## [TO BE DONE]
Summarize the post on love hotels in exactly two sentences.

--- start SELECTED EXCERPT ---

By Brian Fee

Hotels that emphasize shagging over slumber get a bad rap in the States. Think about it: a dusty gyrating bed, a coin-operated TV chained to the floor, broadcasting 217 flickery channels of porn—plus Animal Planet for the truly deviant. Photographer Misty Keasler (interviewed here in the Morning News) offers a radically different perspective in her series Love Hotels: The Hidden Fantasy Rooms of Japan and the same-named monograph, exposing the West to sanctuaries equal parts shockingly subversive and substantially sexy. In sum: Hello Kitty S&M Room.

As a frequent traveler to Tokyo—and connoisseur of its nightlife—you better believe I know a thing or three about love hotels. Before I file a “Raw Nippon” post on where to get your jollies (or just where to bathe in a couple-sized martini glass), I gotta clarify something. The following list, a cross-section of pop culture, shows that love hotels are more than just destinations for debaucherous denizens (though there's plenty of that).

William Gibson, Idoru

The cyberpunk scribe's 1996 novel, weighing a crystalline Far East against a murky, sodden London, was my gateway to love hotels. Their dual nature—intimacy and isolation—is spelled out in an exchange between young protagonist Chia and her geekish ally Masahiko:
     “Private rooms. For sex. Pay by the hour.”
     “Oh,” Chia said, as though that explained everything... “Have you been to one of these before?” she asked, and felt herself blush. She hadn't meant it that way.
     “No,” he said... “But people who come here sometimes wish to port. There is a reposting service that makes it very hard to trace. Also for phoning, very secure.”

--- end SELECTED EXCERPT ---
--- start LISTING ---

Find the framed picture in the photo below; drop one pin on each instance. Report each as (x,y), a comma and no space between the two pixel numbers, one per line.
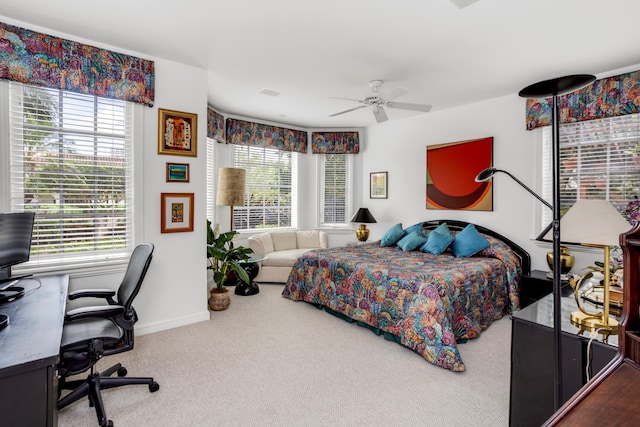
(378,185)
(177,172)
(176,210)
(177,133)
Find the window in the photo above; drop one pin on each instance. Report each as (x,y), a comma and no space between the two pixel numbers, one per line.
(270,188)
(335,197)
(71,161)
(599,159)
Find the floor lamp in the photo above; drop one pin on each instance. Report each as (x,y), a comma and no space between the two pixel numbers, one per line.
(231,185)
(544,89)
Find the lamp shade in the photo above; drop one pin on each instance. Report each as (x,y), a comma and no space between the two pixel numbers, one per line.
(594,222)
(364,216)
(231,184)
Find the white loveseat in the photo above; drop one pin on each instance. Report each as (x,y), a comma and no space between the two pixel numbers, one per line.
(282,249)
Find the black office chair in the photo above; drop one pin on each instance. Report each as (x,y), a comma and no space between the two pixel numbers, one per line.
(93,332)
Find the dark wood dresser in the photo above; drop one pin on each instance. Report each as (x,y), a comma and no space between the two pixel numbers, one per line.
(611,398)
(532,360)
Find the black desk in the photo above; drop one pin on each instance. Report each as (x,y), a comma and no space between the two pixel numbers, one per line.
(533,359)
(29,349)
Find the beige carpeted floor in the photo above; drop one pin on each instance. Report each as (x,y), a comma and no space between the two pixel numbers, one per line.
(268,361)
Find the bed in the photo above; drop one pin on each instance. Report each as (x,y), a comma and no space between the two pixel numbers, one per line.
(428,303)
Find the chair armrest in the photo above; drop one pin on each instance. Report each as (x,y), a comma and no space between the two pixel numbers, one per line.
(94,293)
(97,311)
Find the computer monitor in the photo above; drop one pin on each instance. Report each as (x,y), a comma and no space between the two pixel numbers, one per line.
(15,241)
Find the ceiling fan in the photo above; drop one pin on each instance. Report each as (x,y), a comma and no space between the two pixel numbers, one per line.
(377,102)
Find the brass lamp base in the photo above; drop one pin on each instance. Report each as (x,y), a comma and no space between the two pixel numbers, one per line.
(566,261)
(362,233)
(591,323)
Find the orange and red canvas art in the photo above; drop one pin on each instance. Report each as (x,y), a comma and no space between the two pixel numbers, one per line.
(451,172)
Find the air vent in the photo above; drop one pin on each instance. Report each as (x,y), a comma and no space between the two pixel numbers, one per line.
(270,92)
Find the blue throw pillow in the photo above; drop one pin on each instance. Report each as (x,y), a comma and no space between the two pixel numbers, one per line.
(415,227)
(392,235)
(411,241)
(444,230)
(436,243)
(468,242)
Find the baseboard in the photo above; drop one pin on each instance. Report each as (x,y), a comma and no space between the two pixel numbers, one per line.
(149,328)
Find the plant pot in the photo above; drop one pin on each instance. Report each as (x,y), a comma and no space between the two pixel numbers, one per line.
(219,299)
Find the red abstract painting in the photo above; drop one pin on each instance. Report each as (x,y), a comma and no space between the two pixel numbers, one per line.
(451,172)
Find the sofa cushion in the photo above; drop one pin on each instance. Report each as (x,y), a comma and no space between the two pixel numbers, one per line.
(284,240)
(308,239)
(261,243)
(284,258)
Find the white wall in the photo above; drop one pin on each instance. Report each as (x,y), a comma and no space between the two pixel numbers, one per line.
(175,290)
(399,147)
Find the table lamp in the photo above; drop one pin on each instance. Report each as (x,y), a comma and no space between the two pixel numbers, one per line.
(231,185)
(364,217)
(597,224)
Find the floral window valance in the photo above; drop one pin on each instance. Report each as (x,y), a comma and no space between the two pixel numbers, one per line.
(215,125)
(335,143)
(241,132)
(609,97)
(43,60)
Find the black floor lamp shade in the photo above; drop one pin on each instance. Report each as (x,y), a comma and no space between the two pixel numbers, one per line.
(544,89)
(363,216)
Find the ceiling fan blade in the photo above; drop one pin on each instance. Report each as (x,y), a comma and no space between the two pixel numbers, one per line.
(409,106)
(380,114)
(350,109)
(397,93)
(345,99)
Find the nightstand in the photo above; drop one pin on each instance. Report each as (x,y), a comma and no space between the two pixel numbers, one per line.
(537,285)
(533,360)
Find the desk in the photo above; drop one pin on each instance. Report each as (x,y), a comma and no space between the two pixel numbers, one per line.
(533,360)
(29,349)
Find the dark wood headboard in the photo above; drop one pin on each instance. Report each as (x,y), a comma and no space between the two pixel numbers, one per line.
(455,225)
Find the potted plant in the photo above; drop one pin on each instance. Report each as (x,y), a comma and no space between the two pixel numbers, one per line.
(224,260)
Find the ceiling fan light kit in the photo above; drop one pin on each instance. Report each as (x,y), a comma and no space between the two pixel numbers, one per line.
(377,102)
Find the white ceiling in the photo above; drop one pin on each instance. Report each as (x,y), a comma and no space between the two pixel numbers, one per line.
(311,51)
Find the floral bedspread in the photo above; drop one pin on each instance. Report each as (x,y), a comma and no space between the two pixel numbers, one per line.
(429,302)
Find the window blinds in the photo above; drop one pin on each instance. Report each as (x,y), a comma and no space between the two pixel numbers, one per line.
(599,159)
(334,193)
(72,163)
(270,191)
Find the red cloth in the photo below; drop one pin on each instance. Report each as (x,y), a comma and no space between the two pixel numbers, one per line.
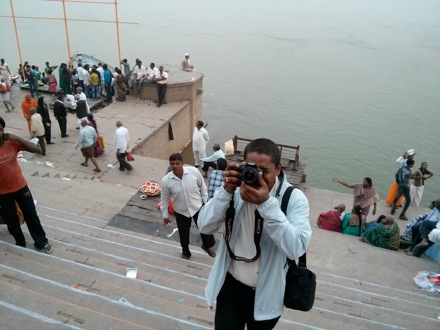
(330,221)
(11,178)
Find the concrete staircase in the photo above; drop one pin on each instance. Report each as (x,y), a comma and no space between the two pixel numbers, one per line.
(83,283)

--- end LISTING ---

## [PROBLEM SOLUTION]
The post contrasts the poor reputation of sex-oriented hotels in the United States with photographer Misty Keasler's series and monograph Love Hotels: The Hidden Fantasy Rooms of Japan, which presents Japan's love hotels as sanctuaries both shockingly subversive and substantially sexy. Drawing on frequent travel to Tokyo, the author begins a pop-culture list to show that love hotels are more than destinations for debauchery, opening with William Gibson's 1996 novel Idoru, in which an exchange between Chia and Masahiko conveys the hotels' dual nature of intimacy and isolation.